§ Dataset records:

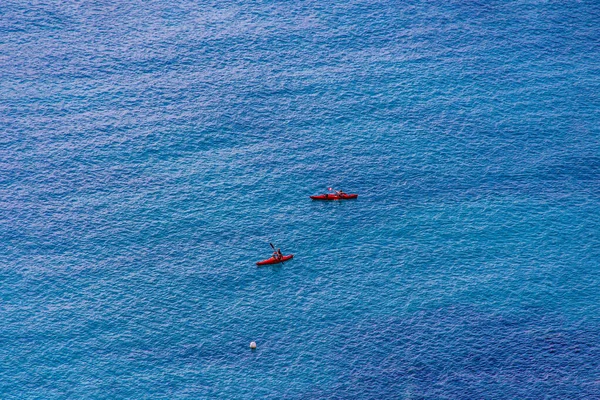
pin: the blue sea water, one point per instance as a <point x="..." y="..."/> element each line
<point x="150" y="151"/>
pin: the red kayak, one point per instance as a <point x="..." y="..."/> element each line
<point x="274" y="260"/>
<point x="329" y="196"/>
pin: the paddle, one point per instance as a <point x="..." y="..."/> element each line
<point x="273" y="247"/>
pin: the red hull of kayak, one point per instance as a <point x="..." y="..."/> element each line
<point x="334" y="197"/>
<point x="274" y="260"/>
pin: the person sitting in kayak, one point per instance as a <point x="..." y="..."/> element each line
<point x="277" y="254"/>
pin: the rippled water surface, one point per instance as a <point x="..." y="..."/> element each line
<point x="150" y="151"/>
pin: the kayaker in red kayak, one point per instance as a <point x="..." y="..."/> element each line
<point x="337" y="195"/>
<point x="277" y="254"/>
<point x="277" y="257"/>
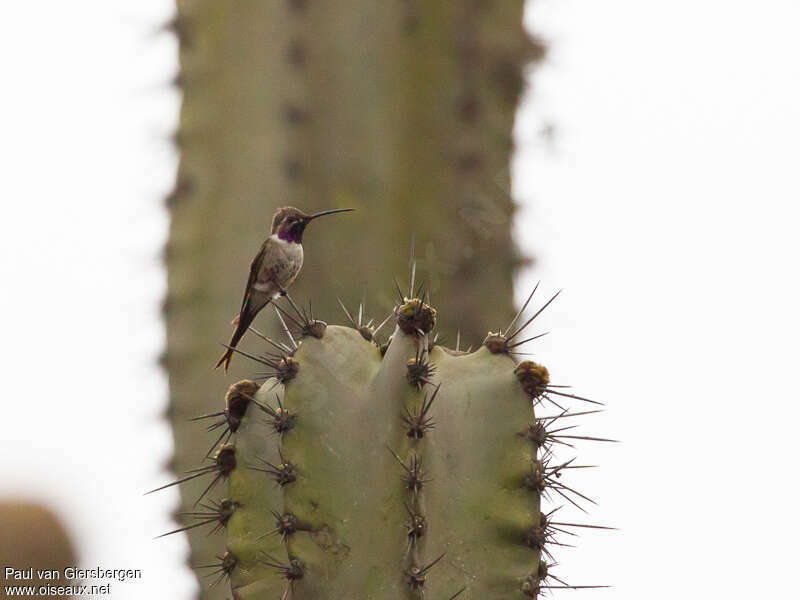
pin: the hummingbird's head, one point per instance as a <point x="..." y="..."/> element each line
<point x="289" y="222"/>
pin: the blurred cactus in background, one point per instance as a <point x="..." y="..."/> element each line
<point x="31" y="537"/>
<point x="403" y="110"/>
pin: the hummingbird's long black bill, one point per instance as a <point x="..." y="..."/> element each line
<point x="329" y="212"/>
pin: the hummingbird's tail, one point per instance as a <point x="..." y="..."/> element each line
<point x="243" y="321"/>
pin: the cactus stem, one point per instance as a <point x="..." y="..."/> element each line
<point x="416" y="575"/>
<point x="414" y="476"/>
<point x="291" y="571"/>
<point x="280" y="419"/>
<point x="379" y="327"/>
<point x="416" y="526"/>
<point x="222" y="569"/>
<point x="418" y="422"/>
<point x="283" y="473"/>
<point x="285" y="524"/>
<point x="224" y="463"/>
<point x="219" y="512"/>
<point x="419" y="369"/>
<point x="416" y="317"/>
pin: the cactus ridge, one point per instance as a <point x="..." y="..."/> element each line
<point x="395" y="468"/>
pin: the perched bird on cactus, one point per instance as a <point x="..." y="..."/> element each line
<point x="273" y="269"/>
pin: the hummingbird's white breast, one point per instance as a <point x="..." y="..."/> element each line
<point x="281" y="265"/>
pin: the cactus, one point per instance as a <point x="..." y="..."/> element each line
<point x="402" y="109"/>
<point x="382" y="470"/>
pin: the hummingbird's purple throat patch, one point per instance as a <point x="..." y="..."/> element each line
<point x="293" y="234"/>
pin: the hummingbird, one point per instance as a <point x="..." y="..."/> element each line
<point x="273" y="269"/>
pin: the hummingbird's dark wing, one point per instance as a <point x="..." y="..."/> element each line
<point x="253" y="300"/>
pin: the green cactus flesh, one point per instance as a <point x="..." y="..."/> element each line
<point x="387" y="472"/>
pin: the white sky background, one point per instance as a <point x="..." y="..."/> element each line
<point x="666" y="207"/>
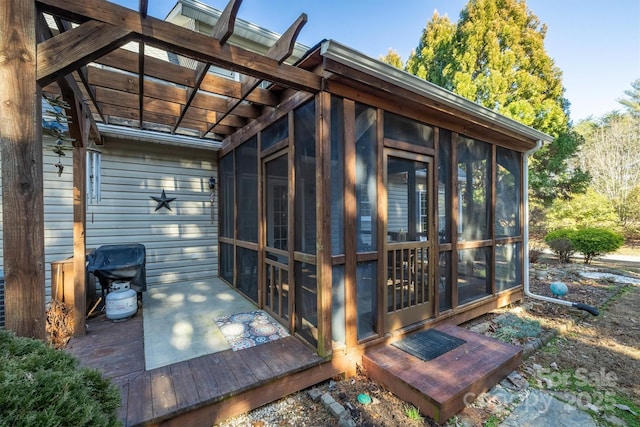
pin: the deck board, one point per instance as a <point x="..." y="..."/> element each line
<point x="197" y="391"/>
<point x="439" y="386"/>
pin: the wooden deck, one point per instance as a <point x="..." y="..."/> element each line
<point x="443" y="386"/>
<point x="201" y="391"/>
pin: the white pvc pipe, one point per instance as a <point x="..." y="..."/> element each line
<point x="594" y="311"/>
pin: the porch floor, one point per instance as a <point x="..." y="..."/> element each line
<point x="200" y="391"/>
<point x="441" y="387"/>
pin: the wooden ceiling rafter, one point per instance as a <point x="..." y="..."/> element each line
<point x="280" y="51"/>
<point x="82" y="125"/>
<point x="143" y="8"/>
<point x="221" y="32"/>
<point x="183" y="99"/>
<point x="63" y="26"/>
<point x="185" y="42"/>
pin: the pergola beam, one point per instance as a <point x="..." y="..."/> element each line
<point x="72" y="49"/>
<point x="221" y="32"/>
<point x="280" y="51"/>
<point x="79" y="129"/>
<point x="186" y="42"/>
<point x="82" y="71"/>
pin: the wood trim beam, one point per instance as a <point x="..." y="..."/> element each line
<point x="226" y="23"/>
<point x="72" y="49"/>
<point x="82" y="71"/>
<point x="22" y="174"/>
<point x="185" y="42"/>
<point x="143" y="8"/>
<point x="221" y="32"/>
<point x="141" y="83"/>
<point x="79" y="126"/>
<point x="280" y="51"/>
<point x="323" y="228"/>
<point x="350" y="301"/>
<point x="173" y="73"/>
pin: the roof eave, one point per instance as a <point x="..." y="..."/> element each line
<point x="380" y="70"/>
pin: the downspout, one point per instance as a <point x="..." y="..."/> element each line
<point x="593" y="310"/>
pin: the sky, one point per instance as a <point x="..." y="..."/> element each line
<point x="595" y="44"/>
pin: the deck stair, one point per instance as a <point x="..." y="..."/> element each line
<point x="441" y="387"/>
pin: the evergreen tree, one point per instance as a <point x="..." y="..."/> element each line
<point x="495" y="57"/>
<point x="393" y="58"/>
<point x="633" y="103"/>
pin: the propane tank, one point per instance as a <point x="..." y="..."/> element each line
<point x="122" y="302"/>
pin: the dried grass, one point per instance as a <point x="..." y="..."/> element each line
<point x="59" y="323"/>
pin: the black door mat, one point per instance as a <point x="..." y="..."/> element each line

§ Exercise task: Every record above should be written out again exactly; the pictures stay out of the copy.

§ Solution:
pin: the blue sea water, one point per instance as a <point x="..." y="..."/> element each line
<point x="150" y="151"/>
pin: the red kayak, one point per instance as a <point x="..." y="..."/> element each line
<point x="274" y="260"/>
<point x="329" y="196"/>
pin: the paddle, one point per instance as a <point x="..." y="..."/> element each line
<point x="273" y="247"/>
pin: the red hull of kayak, one point per instance as a <point x="..." y="..."/> element each line
<point x="334" y="197"/>
<point x="274" y="260"/>
pin: the person sitting in kayak, one point per instance as a <point x="..." y="..."/> element each line
<point x="277" y="254"/>
pin: the rippled water surface, one point per instance as a <point x="..." y="..."/> element each line
<point x="150" y="151"/>
pin: the kayaker in red kayak, one point per instance as a <point x="..." y="..."/> element each line
<point x="337" y="195"/>
<point x="277" y="254"/>
<point x="277" y="257"/>
pin: the hummingbird's head, one point per instance as a <point x="..." y="..."/> element each line
<point x="289" y="222"/>
pin: the blurred cactus in background, one point per instance as a <point x="..." y="..."/> element each line
<point x="31" y="537"/>
<point x="403" y="110"/>
pin: the hummingbird's long black bill, one point per instance as a <point x="..." y="..."/> element each line
<point x="329" y="212"/>
pin: the hummingbird's tail, one point per instance as a <point x="..." y="..."/> element each line
<point x="243" y="321"/>
pin: the cactus stem, one point per instance as a <point x="..." y="..."/> element each line
<point x="416" y="575"/>
<point x="414" y="476"/>
<point x="291" y="571"/>
<point x="280" y="419"/>
<point x="379" y="327"/>
<point x="416" y="526"/>
<point x="222" y="569"/>
<point x="418" y="422"/>
<point x="283" y="473"/>
<point x="285" y="524"/>
<point x="224" y="463"/>
<point x="219" y="512"/>
<point x="419" y="369"/>
<point x="416" y="317"/>
pin: the cactus ridge, one point per instance as a <point x="..." y="..."/> element each line
<point x="395" y="468"/>
pin: the perched bird on cactus, one point per instance as a <point x="..." y="..."/> element each line
<point x="273" y="269"/>
pin: the hummingbird's white breast, one point per instance as a <point x="..." y="..."/> element each line
<point x="281" y="265"/>
pin: the cactus, one point per instance as a <point x="..." y="..."/> element each line
<point x="402" y="109"/>
<point x="382" y="470"/>
pin: the hummingbird's purple throat patch, one point per instance as a <point x="..." y="..."/> element each line
<point x="293" y="234"/>
pin: the hummingbird, one point per instance as a <point x="..." y="..."/> element each line
<point x="273" y="269"/>
pin: the hummingbird's dark wing, one point per instance as a <point x="..." y="..."/> element each line
<point x="253" y="300"/>
pin: the green cactus flesh, one point per instance as a <point x="..." y="..."/> element each line
<point x="387" y="472"/>
pin: the white sky background, one point per instance as a <point x="..." y="..."/> element each line
<point x="666" y="207"/>
pin: the deck board, one point per instance as a <point x="..." y="..."/> element each line
<point x="197" y="391"/>
<point x="439" y="386"/>
pin: the wooden deck, one point per instance as a <point x="..." y="..."/> element each line
<point x="443" y="386"/>
<point x="201" y="391"/>
pin: the white pvc pipe, one point per instance as a <point x="..." y="..."/> element each line
<point x="594" y="311"/>
pin: the porch floor, one point per instance as a <point x="..." y="..."/> element each line
<point x="200" y="391"/>
<point x="441" y="387"/>
pin: the wooden ceiling rafter, one point per instance as a <point x="..." y="..."/> element each line
<point x="280" y="51"/>
<point x="82" y="125"/>
<point x="143" y="8"/>
<point x="221" y="32"/>
<point x="183" y="99"/>
<point x="63" y="26"/>
<point x="185" y="42"/>
pin: the pergola beam, one point per instance as a <point x="..." y="..."/> element each line
<point x="72" y="49"/>
<point x="221" y="32"/>
<point x="280" y="51"/>
<point x="79" y="129"/>
<point x="186" y="42"/>
<point x="82" y="71"/>
pin: the wood trim beam, one point per instance as a <point x="..." y="..."/> element each line
<point x="226" y="23"/>
<point x="72" y="49"/>
<point x="82" y="71"/>
<point x="22" y="174"/>
<point x="185" y="42"/>
<point x="143" y="8"/>
<point x="221" y="32"/>
<point x="141" y="83"/>
<point x="79" y="126"/>
<point x="280" y="51"/>
<point x="323" y="228"/>
<point x="350" y="301"/>
<point x="173" y="73"/>
pin: the roof eave, one point per instance as a <point x="..." y="..."/> element each line
<point x="380" y="70"/>
pin: the downspout, one point per instance as a <point x="..." y="..."/> element each line
<point x="593" y="310"/>
pin: the sky, one point per instance as a <point x="..." y="..."/> element each line
<point x="595" y="44"/>
pin: the deck stair, one point per instance as a <point x="..." y="..."/> element each line
<point x="441" y="387"/>
pin: the evergreen tree, one point per instance as a <point x="..." y="..."/> element each line
<point x="495" y="57"/>
<point x="393" y="58"/>
<point x="633" y="103"/>
pin: the propane tank, one point per instance as a <point x="..." y="..."/> element each line
<point x="122" y="302"/>
pin: the dried grass, one point per instance as a <point x="..." y="..."/> element each line
<point x="59" y="323"/>
pin: the black door mat, one point per instance as a <point x="..." y="..."/> element each line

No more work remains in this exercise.